EXERCISE BRIEF: All entries below are to be returned in full, exactly as they stand.

Referring expression data:
------

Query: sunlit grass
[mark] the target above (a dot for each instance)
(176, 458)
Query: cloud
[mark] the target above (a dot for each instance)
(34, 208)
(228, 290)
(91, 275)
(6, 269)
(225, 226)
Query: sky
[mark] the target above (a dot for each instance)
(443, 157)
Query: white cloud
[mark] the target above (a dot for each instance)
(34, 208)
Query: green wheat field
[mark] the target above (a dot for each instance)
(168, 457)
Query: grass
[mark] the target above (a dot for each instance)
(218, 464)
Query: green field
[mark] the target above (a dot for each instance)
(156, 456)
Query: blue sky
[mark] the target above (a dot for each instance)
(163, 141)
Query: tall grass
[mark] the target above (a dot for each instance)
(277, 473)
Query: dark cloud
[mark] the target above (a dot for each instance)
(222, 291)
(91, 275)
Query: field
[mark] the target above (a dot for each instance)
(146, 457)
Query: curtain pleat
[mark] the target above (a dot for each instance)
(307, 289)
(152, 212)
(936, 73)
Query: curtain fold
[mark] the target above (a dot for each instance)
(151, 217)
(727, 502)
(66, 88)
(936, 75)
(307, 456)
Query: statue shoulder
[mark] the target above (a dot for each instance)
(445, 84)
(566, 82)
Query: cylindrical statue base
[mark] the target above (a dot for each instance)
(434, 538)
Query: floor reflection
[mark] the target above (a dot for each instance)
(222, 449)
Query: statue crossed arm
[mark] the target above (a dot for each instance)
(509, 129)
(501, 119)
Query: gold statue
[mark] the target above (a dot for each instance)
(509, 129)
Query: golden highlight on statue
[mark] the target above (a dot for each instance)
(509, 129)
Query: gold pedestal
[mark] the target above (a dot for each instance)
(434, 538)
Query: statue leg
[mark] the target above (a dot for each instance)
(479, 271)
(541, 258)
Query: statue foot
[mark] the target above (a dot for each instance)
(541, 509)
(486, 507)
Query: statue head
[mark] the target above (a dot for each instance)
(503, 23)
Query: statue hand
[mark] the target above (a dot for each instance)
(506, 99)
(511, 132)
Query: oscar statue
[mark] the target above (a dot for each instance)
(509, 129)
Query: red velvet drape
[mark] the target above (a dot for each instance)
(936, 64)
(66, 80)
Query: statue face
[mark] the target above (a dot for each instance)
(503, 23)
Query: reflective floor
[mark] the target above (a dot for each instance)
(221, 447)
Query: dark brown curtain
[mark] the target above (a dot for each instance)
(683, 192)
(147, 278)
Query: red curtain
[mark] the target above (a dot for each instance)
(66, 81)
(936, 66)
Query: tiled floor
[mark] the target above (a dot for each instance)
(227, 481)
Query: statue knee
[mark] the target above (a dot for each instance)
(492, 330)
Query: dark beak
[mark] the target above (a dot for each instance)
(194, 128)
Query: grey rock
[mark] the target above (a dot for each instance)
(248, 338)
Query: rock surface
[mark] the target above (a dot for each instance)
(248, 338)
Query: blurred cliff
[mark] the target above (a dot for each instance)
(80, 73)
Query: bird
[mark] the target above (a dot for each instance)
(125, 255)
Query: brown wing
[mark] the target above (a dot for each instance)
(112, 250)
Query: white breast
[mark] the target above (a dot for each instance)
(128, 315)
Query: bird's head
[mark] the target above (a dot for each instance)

------

ANSWER TO THIS PROBLEM:
Query: sunlit grass
[mark] the target above (a dot for each instance)
(176, 458)
Query: cloud
[mark] the target above (a dot for each instance)
(34, 208)
(228, 290)
(91, 275)
(6, 269)
(225, 226)
Query: sky
[mark] the target above (a dot for each instance)
(443, 157)
Query: white cloud
[mark] the target above (a dot for each instance)
(34, 208)
Query: green wheat field
[mark] the target above (a dot for each instance)
(168, 457)
Query: grass
[mark] the target above (a dot for each instance)
(218, 464)
Query: green field
[mark] the target above (a dot for each instance)
(156, 456)
Query: blue sky
[mark] the target above (a dot for each instance)
(163, 141)
Query: tall grass
[mark] the target above (a dot for each instance)
(277, 473)
Query: dark cloud
[mark] the target above (a dot for each instance)
(222, 291)
(91, 275)
Query: field
[mark] the target above (a dot for each instance)
(146, 457)
Query: curtain pleat
[mark] the target above (a dot for each instance)
(307, 289)
(152, 212)
(936, 73)
Query: curtain fold
[mark] the target above (a dot for each instance)
(151, 217)
(727, 502)
(66, 88)
(936, 75)
(307, 456)
Query: statue shoulder
[mark] the target above (a dot for each instance)
(445, 84)
(566, 82)
Query: cylindrical statue base
[mark] the target above (a dot for each instance)
(434, 538)
Query: floor reflection
[mark] the target above (a dot for each instance)
(222, 449)
Query: statue crossed arm
[mark] the target above (a dot for each instance)
(509, 129)
(501, 119)
Query: gold statue
[mark] the target above (a dot for each instance)
(509, 129)
Query: golden highlight on statue
[mark] the target above (a dot for each instance)
(509, 129)
Query: gold pedestal
[mark] the target above (a dot for each instance)
(434, 538)
Query: statue leg
[mark] the target above (a dot for each instance)
(479, 271)
(541, 258)
Query: statue foot
[mark] the target above (a dot for each instance)
(541, 509)
(486, 507)
Query: statue head
[mark] the target above (a dot for each instance)
(503, 23)
Query: statue hand
[mark] the target above (a dot for each instance)
(506, 99)
(511, 132)
Query: oscar statue
[mark] the target above (a dot for each instance)
(509, 129)
Query: red velvet drape
[mark] the target above (a dot for each instance)
(936, 64)
(66, 80)
Query: statue face
[mark] the target above (a dot for each instance)
(503, 23)
Query: reflective floor
[mark] the target above (a dot for each instance)
(221, 447)
Query: dark brown curtain
[mark] the target above (a dot for each instance)
(683, 192)
(147, 278)
Query: red curtain
[mark] the target above (a dot for each instance)
(66, 81)
(936, 66)
Query: tiled floor
[mark] the target above (a dot for each instance)
(227, 481)
Query: statue knee
[mark] the target above (a dot for each instance)
(492, 330)
Query: dark beak
[mark] the target above (a dot for each instance)
(194, 128)
Query: grey rock
[mark] the target above (a dot for each instance)
(248, 338)
Query: rock surface
[mark] the target above (a dot for each instance)
(248, 338)
Query: blurred cliff
[mark] the target above (a dot for each instance)
(80, 73)
Query: bird
[mark] the target above (a dot for each instance)
(125, 255)
Query: brown wing
[mark] the target above (a dot for each instance)
(112, 250)
Query: white breast
[mark] the target above (a dot for each instance)
(128, 315)
Query: bird's head
[mark] the target above (a dot for each instance)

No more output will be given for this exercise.